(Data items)

[START]

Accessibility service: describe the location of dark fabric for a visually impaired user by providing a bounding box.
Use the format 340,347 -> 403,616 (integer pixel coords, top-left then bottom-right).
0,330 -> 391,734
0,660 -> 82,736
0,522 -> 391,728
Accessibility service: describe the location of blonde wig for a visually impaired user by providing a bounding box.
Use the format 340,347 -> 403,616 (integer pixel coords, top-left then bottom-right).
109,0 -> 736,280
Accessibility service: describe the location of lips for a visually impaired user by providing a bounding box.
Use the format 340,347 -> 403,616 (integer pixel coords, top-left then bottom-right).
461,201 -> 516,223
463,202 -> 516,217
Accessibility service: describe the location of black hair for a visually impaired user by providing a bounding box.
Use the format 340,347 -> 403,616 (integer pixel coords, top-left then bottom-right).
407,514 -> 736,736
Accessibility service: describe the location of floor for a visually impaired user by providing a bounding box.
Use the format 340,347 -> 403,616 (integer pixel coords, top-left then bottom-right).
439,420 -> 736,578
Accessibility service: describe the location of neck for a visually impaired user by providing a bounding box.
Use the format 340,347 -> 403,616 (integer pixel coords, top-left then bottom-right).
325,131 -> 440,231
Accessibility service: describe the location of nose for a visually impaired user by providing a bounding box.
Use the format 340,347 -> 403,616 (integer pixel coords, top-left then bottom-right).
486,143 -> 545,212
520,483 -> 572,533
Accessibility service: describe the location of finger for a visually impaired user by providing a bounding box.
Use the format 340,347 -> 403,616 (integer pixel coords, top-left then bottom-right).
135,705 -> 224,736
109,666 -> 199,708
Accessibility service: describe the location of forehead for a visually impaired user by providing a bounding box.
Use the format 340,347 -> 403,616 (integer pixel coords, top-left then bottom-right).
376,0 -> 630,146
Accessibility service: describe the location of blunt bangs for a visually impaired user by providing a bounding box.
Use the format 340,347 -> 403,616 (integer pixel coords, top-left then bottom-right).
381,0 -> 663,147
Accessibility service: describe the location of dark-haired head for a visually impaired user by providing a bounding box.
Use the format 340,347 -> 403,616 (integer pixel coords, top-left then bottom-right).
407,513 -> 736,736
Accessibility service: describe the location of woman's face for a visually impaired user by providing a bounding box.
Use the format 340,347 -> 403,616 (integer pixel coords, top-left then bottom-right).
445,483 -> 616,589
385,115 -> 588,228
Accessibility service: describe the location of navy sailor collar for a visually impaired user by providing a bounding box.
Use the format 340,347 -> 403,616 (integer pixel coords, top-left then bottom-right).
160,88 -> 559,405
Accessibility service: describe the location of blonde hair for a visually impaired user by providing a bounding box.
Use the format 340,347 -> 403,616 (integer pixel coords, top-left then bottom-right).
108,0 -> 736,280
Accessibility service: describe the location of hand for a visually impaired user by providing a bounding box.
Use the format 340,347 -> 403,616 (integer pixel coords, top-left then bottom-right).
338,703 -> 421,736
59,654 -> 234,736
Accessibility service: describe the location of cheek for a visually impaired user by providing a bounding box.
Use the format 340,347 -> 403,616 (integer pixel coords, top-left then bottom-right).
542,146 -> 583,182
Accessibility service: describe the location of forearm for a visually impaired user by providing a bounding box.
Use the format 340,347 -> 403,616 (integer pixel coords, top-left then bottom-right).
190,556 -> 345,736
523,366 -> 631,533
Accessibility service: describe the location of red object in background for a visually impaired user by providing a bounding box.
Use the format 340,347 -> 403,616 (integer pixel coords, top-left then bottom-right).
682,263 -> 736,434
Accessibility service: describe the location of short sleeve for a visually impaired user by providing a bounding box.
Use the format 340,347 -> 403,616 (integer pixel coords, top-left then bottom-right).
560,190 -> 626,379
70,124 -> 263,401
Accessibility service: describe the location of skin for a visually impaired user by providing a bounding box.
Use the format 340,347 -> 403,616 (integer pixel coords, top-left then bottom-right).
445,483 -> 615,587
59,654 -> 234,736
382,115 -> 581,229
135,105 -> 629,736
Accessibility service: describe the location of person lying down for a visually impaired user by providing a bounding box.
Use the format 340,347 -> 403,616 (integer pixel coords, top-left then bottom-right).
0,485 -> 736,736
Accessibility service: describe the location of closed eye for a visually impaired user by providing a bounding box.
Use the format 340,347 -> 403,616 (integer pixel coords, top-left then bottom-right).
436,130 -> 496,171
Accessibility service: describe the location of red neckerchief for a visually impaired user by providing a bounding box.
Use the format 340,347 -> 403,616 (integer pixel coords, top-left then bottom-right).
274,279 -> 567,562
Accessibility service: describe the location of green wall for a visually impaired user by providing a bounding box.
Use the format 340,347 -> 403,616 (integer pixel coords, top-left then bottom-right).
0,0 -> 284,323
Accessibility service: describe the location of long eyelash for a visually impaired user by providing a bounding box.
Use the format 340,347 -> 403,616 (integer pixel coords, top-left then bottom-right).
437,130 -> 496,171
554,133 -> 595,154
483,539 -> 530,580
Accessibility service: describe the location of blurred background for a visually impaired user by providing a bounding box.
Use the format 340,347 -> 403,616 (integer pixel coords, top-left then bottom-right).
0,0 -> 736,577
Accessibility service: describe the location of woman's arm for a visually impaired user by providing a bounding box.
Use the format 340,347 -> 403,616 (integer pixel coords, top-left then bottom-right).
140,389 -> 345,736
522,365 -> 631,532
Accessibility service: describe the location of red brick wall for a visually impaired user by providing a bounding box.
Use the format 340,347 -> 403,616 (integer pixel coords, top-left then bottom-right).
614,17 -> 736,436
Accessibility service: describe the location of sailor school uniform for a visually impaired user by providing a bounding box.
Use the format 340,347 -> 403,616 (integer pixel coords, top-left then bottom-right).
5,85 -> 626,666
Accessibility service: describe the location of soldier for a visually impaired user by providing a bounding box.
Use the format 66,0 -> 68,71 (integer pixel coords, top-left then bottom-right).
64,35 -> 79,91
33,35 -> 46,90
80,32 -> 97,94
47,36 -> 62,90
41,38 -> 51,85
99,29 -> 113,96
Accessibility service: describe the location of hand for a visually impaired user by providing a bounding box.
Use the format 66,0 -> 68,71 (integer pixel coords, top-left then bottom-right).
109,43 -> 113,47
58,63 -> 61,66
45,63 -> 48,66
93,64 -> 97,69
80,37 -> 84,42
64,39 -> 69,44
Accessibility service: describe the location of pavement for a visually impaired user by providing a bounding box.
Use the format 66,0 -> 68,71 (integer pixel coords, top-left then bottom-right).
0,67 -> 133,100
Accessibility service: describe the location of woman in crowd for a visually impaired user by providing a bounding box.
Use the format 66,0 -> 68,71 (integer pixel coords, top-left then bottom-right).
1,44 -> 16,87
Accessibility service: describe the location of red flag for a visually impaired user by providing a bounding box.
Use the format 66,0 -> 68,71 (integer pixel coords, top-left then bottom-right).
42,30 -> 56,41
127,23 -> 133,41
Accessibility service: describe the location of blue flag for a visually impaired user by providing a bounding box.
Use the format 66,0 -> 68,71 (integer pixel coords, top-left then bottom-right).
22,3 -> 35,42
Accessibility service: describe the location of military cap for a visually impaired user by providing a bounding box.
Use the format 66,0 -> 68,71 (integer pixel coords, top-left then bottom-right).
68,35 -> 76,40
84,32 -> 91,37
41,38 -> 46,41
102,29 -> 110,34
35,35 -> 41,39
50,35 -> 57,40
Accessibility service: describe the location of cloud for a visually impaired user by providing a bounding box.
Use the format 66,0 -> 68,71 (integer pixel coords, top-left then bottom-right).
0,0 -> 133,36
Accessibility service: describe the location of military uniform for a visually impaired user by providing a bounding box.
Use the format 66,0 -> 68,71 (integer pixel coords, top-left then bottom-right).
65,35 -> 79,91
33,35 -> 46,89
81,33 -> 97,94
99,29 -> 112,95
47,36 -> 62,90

[END]

Work to do:
Rescale the lines from the start of the records through the line containing "325,131 -> 440,231", inclusive. Write them all out again with their requests, and multiply each box coordinate in the answers by 0.95, rounding to whole numbers with halves going up. Leave the numbers in the requests and their format samples unchanged.

Solution for this exercise:
Accessibility service: describe the location of dark fabric for a visually impaired user by providing a bounding box.
Use the format 340,347 -> 403,616 (integer pixel coords, top-left then bottom-right).
0,314 -> 371,697
0,627 -> 78,699
0,496 -> 371,692
Accessibility service: describe the location of blonde wig for a visually impaired user by providing a bounding box.
Use the format 340,347 -> 403,616 (integer pixel coords, top-left then bottom-right).
104,0 -> 699,266
Accessibility service: describe the location of lips for a visually impaired user by providing a bounding box.
Use the format 340,347 -> 403,616 (integer pixel coords, top-left then bottom-right).
438,191 -> 490,212
440,192 -> 490,206
Accessibility service: describe the location of black hair for a visually impaired user by providing a bounding box.
Use the format 340,347 -> 403,616 (integer pixel coords, top-left then bottom-right).
387,488 -> 699,699
Accessibility service: describe the location of floor for a visually impaired user by providing a bounding box.
Use the format 340,347 -> 403,616 (integer pixel coords, top-left then bottom-right).
417,399 -> 699,549
Accessibility service: describe the location of neck for a visually impaired user by providing a bounding box.
Use the format 340,347 -> 403,616 (integer pixel coords, top-left then bottom-right).
309,124 -> 418,219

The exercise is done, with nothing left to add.